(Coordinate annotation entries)
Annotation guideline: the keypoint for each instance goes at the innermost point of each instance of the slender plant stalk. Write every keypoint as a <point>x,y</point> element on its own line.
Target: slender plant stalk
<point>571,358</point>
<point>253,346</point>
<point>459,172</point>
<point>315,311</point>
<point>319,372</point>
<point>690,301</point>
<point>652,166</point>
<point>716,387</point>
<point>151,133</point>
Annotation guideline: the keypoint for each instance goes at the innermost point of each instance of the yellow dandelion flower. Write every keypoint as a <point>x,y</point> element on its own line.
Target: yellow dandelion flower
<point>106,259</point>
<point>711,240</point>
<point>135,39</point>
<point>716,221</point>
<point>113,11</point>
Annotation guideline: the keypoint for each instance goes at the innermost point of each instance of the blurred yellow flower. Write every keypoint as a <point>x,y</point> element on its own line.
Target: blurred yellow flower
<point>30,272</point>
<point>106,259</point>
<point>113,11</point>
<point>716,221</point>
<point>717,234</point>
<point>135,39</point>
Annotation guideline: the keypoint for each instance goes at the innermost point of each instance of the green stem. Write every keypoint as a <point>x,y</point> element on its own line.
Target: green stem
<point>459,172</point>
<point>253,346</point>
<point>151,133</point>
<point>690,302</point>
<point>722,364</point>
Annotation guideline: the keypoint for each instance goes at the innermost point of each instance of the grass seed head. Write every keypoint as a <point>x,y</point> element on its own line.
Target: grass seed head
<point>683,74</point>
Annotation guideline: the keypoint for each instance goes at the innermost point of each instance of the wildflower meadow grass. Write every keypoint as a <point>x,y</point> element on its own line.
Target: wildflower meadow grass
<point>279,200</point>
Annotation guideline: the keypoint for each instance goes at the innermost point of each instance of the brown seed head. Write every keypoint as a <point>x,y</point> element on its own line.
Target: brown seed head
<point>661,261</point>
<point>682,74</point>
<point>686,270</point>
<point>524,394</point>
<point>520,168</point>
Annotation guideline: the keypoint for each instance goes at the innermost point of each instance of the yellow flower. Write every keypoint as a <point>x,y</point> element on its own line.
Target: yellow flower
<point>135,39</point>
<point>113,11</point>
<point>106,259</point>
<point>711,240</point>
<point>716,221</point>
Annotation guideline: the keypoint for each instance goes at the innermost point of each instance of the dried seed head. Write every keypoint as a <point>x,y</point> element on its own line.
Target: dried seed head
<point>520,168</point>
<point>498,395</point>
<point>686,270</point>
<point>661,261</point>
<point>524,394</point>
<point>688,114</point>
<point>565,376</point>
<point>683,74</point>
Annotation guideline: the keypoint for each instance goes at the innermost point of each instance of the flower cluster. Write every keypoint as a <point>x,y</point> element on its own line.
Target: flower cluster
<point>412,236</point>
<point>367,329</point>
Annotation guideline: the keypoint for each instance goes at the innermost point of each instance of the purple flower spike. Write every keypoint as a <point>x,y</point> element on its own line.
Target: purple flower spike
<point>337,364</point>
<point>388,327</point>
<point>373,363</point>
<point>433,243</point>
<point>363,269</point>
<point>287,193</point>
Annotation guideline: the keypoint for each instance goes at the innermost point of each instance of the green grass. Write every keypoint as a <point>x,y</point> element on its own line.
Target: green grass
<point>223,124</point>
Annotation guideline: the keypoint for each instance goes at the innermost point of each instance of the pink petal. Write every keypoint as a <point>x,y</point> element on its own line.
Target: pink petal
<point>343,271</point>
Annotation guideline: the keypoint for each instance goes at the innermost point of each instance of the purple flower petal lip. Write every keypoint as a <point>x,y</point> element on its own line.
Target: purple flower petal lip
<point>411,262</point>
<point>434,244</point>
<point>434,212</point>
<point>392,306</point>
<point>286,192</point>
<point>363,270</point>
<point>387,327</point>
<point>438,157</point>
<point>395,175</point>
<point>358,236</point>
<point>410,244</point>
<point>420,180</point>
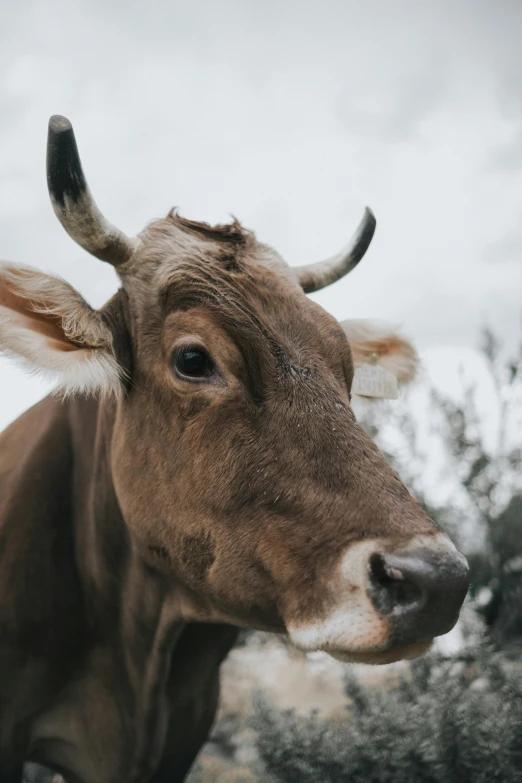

- **Written problem**
Rewrite the records from the line with "purple flower spike." up to and including the line with "<point>343,271</point>", changing every "innermost" to "central" and leaving everything else as it is.

- **Complete output**
Annotation guideline: the keypoint for each instance goes at the central point of each instance of the purple flower spike. Write every keypoint as a <point>x,y</point> element on its own line.
Target: purple flower spike
<point>337,364</point>
<point>388,327</point>
<point>373,363</point>
<point>433,243</point>
<point>363,269</point>
<point>287,193</point>
Annotation guideline: the keypoint for each instance goes at the central point of each instance of the green grass. Write every keypoint as a <point>x,y</point> element on its own line.
Target: green grass
<point>223,124</point>
Annotation guideline: the keypoint for each instance goes at the central point of each instance of the pink petal. Write every keypoint as a <point>x,y</point> element on its own line.
Target: pink petal
<point>343,271</point>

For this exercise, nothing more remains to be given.